**Selection:**
□ □ □ □ □

Image: Asteroid impact
An artist's conception shows an impactor spacecraft blasting an asteroid while a rendezvous probe observes the effect. Such an experiment would be conducted during a proposed space mission known as AIDA, or Asteroid Impact and Deflection Assessment.ESA - AOES Medialab

For most people, going into outer space would be enough of a claim to fame — but the way astronaut Rusty Schweickart sees it, saving the world from killer asteroids is far more significant. 

"Apollo and Skylab were great experiences for me personally, but my NEO [near-Earth object] work may really save many, many lives ... ultimately," the 77-year-old Schweickart, who flew on Apollo 9 in 1969 and served as backup Skylab commander, said during a NEOShield Tweetup this month.

Schweickart and four other astronauts on Friday urged the international community to put two missions high up on the agenda for space spending: a deep-space infrared telescope to detect near-Earth asteroids, and an asteroid-deflecting probe that could set the stage for a planetary defense system.

The Sentinel Space Telescope, a project backed by the nonprofit B612 Foundation, may be among the best candidates for the deep-space spotter. The foundation says the Sentinel could be launched five years after the go-ahead is given — but that depends on raising enough money to cover the estimated $400 million price tag.

Meanwhile, the other mission would shoot a high-tech cannonball at an asteroid to find out what it would take to divert a threatening space rock. NASA's Deep Impact mission tried something like this on a small scale in 2005, and an international consortium is proposing a larger-scale smash-up for a mission called Asteroid Impact and Deflection Assessment, or AIDA. The two-part AIDA probe could be sent to the asteroid Didymos and its companion in 2022, at an estimated cost of $344 million.

□ □ □ □ □

**Material:**
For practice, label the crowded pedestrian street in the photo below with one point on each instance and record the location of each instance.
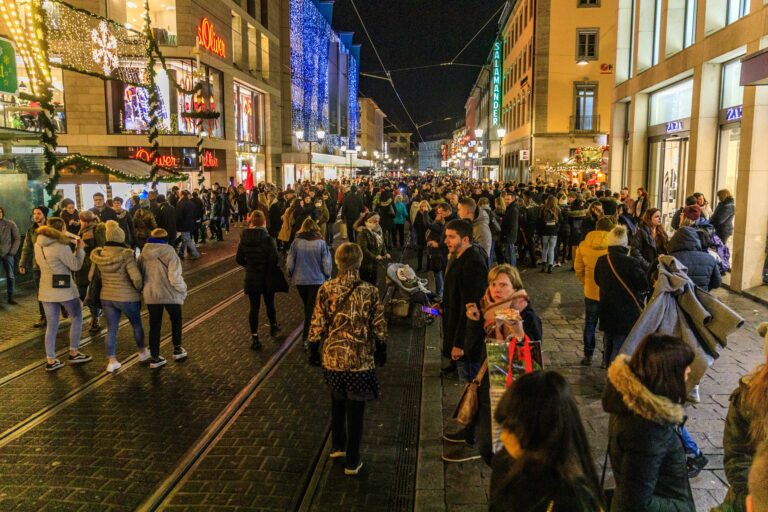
(337, 255)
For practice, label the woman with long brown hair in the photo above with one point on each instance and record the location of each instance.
(746, 428)
(651, 239)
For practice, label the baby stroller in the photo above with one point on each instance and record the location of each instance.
(407, 296)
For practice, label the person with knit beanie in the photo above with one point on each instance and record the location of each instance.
(623, 285)
(121, 285)
(164, 290)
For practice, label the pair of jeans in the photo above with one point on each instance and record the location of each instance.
(186, 244)
(479, 431)
(74, 309)
(347, 427)
(7, 262)
(112, 311)
(613, 343)
(691, 448)
(308, 294)
(156, 321)
(591, 314)
(253, 315)
(549, 244)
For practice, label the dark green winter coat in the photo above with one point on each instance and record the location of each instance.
(646, 450)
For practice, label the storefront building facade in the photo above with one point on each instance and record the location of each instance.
(683, 123)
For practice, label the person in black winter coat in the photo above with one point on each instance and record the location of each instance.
(510, 225)
(644, 397)
(166, 218)
(257, 252)
(685, 246)
(619, 307)
(722, 217)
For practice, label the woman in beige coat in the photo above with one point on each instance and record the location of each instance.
(121, 284)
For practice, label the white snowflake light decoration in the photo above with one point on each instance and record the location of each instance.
(106, 46)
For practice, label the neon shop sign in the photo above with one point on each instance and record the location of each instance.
(161, 160)
(208, 39)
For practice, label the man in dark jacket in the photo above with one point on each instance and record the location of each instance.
(186, 225)
(622, 281)
(510, 227)
(685, 246)
(166, 218)
(352, 208)
(258, 254)
(465, 283)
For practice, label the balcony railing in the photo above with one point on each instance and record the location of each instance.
(585, 124)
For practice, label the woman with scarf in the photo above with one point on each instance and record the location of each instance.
(309, 265)
(370, 237)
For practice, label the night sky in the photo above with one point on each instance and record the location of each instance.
(416, 33)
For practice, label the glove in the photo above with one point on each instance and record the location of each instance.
(380, 354)
(314, 354)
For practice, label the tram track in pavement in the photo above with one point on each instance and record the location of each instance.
(51, 409)
(64, 327)
(34, 366)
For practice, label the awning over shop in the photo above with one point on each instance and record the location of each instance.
(754, 68)
(131, 170)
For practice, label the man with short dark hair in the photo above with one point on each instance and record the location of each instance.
(465, 283)
(102, 211)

□ □ □ □ □

**Challenge:**
Transcribe the entire asteroid-defense article above, reproducing every line word for word without alteration.

**Solved exercise:**
Image: Asteroid impact
An artist's conception shows an impactor spacecraft blasting an asteroid while a rendezvous probe observes the effect. Such an experiment would be conducted during a proposed space mission known as AIDA, or Asteroid Impact and Deflection Assessment.ESA - AOES Medialab

For most people, going into outer space would be enough of a claim to fame — but the way astronaut Rusty Schweickart sees it, saving the world from killer asteroids is far more significant. 

"Apollo and Skylab were great experiences for me personally, but my NEO [near-Earth object] work may really save many, many lives ... ultimately," the 77-year-old Schweickart, who flew on Apollo 9 in 1969 and served as backup Skylab commander, said during a NEOShield Tweetup this month.

Schweickart and four other astronauts on Friday urged the international community to put two missions high up on the agenda for space spending: a deep-space infrared telescope to detect near-Earth asteroids, and an asteroid-deflecting probe that could set the stage for a planetary defense system.

The Sentinel Space Telescope, a project backed by the nonprofit B612 Foundation, may be among the best candidates for the deep-space spotter. The foundation says the Sentinel could be launched five years after the go-ahead is given — but that depends on raising enough money to cover the estimated $400 million price tag.

Meanwhile, the other mission would shoot a high-tech cannonball at an asteroid to find out what it would take to divert a threatening space rock. NASA's Deep Impact mission tried something like this on a small scale in 2005, and an international consortium is proposing a larger-scale smash-up for a mission called Asteroid Impact and Deflection Assessment, or AIDA. The two-part AIDA probe could be sent to the asteroid Didymos and its companion in 2022, at an estimated cost of $344 million.